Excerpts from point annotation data
##########
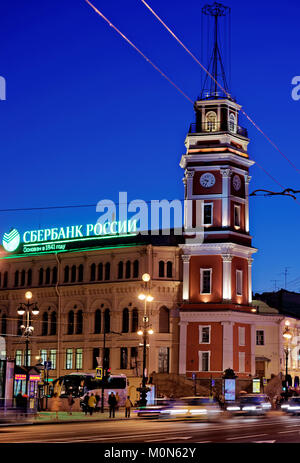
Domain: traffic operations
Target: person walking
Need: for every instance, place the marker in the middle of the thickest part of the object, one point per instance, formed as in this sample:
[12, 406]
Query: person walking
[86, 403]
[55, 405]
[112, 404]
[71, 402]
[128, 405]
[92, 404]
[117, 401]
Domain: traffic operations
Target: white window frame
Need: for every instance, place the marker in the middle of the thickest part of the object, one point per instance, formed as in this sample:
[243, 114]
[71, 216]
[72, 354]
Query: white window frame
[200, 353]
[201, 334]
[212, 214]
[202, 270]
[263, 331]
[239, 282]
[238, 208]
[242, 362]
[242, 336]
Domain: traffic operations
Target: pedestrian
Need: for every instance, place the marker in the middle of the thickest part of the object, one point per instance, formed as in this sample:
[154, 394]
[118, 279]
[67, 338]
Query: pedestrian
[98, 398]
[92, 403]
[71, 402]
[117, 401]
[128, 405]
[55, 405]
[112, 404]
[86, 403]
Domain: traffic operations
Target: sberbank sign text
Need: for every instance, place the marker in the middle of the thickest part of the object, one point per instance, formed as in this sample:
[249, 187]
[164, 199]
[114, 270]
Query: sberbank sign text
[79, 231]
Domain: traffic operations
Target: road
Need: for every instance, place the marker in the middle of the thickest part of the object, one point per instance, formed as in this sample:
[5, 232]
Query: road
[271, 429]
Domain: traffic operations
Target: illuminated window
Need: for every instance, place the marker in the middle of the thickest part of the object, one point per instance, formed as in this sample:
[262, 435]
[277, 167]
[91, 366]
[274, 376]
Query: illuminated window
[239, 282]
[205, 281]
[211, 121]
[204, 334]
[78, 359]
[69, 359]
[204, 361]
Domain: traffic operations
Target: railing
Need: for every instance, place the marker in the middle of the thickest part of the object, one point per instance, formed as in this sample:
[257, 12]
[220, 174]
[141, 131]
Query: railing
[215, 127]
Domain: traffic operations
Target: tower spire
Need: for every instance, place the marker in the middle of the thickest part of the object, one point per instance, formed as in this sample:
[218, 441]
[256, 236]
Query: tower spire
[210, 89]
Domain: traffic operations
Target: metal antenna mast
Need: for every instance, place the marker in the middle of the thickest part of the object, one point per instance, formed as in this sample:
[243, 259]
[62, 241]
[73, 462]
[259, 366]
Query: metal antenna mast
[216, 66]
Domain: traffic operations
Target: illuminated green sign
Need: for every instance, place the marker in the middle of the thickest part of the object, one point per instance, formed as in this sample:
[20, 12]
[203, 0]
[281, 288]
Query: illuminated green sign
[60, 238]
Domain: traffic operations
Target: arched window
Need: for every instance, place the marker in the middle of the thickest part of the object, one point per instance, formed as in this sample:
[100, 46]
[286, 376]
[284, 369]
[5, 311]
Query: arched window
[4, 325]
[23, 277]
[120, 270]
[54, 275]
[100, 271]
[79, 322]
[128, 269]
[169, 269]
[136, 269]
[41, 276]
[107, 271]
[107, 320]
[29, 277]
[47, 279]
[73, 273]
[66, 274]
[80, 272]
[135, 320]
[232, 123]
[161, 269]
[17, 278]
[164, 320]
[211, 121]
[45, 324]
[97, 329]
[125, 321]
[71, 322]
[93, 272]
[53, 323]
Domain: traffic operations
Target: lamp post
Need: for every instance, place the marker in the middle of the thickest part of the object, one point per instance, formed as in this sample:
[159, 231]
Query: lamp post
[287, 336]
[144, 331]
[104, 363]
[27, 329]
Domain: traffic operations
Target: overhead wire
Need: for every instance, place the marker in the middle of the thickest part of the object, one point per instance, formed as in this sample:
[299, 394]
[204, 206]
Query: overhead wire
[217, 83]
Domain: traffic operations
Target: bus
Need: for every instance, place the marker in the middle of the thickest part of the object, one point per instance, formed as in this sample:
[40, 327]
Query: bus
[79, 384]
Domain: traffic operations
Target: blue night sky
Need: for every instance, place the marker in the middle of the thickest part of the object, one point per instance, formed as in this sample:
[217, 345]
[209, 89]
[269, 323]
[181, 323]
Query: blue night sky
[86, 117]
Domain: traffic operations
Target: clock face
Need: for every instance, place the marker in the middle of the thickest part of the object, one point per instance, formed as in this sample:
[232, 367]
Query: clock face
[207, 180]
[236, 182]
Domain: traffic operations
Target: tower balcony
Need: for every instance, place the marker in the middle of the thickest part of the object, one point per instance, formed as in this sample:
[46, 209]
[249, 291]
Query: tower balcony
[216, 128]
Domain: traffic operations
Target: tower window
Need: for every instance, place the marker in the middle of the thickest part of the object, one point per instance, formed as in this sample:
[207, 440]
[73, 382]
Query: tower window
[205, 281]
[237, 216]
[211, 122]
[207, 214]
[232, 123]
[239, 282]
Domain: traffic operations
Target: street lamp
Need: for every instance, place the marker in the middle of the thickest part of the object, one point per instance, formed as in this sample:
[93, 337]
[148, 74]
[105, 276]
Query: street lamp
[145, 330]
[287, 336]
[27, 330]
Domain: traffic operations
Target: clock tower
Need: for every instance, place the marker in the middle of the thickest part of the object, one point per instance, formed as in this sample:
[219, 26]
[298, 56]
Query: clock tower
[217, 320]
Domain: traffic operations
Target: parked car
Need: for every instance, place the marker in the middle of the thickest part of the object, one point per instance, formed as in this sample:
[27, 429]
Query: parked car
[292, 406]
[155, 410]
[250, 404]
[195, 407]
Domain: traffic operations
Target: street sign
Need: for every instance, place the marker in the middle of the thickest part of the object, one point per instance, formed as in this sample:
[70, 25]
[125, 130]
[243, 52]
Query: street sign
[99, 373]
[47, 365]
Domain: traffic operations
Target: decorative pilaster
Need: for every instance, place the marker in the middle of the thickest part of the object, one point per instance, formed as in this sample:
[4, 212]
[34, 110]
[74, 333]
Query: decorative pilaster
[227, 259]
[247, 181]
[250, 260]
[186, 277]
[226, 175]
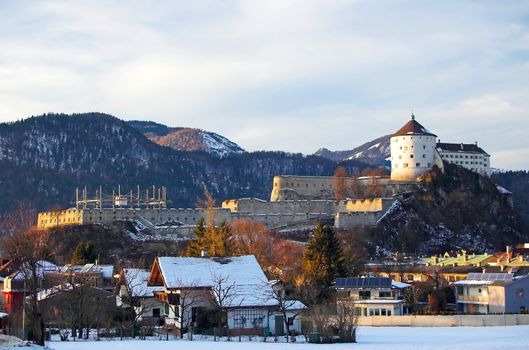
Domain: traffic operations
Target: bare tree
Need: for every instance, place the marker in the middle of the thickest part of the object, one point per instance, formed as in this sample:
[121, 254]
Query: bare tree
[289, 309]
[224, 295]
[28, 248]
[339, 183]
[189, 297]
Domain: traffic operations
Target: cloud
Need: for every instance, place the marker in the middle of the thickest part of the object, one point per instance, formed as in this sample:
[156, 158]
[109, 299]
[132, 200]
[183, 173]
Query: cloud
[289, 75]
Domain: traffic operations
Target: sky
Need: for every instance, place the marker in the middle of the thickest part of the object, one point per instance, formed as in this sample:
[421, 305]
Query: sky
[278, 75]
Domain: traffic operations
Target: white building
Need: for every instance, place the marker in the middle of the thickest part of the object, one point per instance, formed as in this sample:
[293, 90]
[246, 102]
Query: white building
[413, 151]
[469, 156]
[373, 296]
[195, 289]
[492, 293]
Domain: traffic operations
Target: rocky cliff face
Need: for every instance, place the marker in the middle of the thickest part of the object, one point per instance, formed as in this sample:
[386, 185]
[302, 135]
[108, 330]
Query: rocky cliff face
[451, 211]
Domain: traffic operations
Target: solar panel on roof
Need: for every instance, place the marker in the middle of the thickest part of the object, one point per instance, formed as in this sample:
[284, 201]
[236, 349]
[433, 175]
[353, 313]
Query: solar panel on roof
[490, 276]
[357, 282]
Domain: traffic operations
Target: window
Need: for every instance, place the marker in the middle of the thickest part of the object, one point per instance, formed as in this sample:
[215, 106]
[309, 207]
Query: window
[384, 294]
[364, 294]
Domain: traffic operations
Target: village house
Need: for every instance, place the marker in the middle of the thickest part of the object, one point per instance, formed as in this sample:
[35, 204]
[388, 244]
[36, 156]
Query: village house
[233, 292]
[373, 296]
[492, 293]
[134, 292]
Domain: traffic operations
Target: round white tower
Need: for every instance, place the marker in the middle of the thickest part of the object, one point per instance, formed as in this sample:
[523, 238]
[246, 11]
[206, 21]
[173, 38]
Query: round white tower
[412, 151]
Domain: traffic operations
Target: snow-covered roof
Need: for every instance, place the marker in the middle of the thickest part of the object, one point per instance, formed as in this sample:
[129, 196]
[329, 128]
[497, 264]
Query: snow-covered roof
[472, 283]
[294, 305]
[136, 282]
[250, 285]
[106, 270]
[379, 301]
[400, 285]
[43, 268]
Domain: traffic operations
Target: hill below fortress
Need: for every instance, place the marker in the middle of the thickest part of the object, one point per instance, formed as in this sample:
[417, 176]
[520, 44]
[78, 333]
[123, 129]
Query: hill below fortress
##########
### TASK DESCRIPTION
Please pull out each line in the rows above that contains the word "house".

### RIGHT ANSWER
Target: village house
Query: village house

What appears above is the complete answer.